**PROBLEM**: Reproduce, exactly, the lines of the material below from the line containing "Run detection on woman's bare" through the line containing "Run detection on woman's arm", with both end lines included and nothing else.

**RECORDS FOR THE TASK**:
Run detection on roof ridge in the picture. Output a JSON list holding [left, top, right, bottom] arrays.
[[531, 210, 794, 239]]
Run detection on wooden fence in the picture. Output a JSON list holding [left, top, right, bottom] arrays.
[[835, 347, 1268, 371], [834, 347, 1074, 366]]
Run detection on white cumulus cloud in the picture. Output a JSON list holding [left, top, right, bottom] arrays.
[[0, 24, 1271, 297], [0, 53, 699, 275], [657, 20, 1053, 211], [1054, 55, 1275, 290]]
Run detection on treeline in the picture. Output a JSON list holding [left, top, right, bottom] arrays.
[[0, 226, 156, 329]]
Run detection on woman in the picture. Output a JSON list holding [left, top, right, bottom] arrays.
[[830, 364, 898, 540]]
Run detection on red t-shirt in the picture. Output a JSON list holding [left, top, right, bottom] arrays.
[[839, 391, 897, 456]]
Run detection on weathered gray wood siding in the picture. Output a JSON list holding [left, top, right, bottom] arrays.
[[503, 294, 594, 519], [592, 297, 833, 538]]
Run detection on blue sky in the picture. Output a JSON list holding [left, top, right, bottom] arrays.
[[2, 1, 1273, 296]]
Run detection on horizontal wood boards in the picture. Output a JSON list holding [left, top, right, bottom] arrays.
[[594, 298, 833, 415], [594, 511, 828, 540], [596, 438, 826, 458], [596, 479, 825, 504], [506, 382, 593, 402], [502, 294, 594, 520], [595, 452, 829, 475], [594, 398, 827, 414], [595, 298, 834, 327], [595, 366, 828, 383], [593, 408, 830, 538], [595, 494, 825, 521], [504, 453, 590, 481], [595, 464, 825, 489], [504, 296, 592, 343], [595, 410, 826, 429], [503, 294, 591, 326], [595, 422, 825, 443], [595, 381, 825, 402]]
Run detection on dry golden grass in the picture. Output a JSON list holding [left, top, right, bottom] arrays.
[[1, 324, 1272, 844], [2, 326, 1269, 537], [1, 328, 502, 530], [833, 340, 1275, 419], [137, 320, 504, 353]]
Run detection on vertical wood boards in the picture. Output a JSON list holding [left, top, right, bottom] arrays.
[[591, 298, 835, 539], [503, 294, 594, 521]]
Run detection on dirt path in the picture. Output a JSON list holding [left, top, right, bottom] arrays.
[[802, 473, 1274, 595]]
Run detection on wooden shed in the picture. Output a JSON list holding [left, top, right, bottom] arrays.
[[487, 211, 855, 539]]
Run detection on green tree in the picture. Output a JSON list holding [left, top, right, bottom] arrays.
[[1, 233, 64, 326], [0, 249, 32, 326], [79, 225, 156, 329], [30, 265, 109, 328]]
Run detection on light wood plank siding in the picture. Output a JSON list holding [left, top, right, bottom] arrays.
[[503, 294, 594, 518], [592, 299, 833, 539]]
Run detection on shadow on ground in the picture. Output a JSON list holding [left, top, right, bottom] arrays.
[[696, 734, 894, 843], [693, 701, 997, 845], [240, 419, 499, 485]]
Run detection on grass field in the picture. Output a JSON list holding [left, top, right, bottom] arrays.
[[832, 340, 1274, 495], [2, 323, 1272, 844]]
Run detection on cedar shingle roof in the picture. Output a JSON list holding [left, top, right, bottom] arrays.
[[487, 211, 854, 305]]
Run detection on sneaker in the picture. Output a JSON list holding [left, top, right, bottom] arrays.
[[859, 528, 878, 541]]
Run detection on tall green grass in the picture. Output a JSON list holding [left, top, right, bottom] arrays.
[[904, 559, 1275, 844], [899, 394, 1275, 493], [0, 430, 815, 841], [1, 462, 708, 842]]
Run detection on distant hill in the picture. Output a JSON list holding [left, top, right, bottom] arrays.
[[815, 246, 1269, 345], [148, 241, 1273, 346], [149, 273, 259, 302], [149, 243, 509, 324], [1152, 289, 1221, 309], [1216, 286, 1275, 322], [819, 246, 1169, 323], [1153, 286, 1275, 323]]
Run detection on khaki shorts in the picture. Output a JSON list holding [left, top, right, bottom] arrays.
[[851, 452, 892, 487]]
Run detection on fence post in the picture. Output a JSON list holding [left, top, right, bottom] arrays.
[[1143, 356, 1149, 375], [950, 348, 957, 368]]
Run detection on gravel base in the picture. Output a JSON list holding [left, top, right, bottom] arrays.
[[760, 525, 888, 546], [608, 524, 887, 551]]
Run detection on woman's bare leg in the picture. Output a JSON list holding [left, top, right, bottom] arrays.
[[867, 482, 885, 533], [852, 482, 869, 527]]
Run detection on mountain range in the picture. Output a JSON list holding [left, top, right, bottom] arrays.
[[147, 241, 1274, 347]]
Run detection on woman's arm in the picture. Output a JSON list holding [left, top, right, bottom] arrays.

==

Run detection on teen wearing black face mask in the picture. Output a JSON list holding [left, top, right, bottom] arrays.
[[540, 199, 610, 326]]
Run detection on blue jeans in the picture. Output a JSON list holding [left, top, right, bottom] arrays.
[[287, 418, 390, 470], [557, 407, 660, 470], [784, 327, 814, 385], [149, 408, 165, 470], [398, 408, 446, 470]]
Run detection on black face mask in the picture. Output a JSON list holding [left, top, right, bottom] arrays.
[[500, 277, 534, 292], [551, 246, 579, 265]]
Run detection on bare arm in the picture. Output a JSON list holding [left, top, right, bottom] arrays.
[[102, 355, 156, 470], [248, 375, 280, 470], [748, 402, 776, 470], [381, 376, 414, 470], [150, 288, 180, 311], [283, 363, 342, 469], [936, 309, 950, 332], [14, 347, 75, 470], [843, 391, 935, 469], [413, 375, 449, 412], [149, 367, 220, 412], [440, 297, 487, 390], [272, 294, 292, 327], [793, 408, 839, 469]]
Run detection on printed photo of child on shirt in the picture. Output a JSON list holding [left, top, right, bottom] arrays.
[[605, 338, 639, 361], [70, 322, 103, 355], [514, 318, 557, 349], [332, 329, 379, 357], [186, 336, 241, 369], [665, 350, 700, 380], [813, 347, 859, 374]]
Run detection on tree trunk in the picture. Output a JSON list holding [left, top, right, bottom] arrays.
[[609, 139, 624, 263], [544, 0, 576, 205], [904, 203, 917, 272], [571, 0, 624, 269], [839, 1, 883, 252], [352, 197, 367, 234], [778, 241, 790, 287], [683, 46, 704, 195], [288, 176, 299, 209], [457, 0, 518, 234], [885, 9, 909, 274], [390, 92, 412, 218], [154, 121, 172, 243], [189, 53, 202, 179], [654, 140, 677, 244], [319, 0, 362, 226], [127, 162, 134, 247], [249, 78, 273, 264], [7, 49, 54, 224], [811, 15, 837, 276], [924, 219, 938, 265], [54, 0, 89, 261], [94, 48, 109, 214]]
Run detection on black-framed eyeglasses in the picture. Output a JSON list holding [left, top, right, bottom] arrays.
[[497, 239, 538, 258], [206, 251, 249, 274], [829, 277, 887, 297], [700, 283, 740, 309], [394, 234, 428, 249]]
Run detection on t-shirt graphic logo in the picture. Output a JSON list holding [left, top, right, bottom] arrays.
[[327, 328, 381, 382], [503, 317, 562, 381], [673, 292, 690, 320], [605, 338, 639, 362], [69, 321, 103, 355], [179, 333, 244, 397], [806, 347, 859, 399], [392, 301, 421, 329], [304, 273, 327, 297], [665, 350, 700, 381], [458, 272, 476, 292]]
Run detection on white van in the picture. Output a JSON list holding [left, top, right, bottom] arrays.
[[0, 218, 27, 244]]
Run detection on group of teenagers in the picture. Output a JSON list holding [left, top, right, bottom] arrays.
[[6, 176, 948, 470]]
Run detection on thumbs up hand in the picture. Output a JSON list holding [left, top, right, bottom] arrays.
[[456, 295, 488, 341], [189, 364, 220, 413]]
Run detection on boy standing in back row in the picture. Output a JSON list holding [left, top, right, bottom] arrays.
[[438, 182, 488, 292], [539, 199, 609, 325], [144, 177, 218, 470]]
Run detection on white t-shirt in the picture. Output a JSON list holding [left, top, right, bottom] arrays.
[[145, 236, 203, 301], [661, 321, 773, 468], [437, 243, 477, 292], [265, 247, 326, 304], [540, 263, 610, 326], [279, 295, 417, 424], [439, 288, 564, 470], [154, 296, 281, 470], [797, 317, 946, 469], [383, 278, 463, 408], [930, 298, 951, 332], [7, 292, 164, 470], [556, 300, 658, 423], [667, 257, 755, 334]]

**COMPLETED EXERCISE**:
Run detection on woman's bare leg in the picture. Output a JSON list holding [left, top, right, bottom] arrays.
[[867, 482, 885, 533], [852, 482, 869, 527]]
Run detection on mountain range in the picture. Output a JSON list holding [left, top, right, bottom] arrays.
[[147, 241, 1274, 347]]
Run detection on woman's arm in the picture. Output a JSON list holding [left, top, right, bottom] arrays.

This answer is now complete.